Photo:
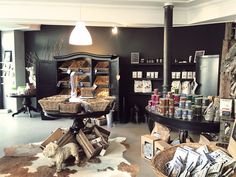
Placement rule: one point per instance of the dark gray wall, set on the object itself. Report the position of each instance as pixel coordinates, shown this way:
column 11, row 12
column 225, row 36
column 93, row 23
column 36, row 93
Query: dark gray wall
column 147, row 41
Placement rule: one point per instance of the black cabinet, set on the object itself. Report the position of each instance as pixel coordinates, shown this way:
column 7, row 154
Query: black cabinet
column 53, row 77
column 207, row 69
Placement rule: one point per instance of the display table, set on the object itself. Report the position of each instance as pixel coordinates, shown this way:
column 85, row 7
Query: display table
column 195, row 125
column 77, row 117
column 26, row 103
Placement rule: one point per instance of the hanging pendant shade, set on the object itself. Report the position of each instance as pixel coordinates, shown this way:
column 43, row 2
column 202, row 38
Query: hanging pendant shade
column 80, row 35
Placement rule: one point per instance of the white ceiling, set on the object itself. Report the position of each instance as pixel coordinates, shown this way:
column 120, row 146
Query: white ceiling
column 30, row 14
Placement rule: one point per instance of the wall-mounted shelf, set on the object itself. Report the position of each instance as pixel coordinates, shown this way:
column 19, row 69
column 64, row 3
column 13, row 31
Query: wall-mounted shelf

---------------

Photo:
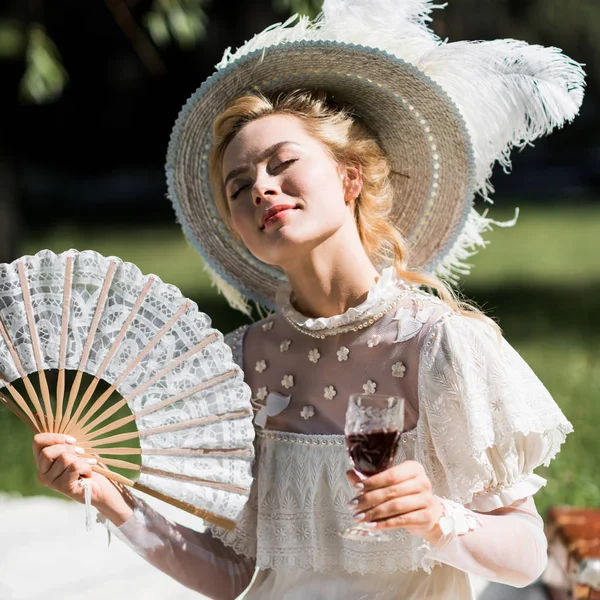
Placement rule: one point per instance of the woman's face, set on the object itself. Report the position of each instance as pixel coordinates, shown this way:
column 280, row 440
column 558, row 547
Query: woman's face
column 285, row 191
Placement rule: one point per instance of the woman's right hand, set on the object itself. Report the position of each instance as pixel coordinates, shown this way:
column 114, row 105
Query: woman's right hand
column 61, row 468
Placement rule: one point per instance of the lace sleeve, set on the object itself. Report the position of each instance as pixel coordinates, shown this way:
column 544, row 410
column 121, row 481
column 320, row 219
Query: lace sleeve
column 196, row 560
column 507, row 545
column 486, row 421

---------------

If a line in the entries holds the string "position", it belongs in the tally; state the tally alone.

9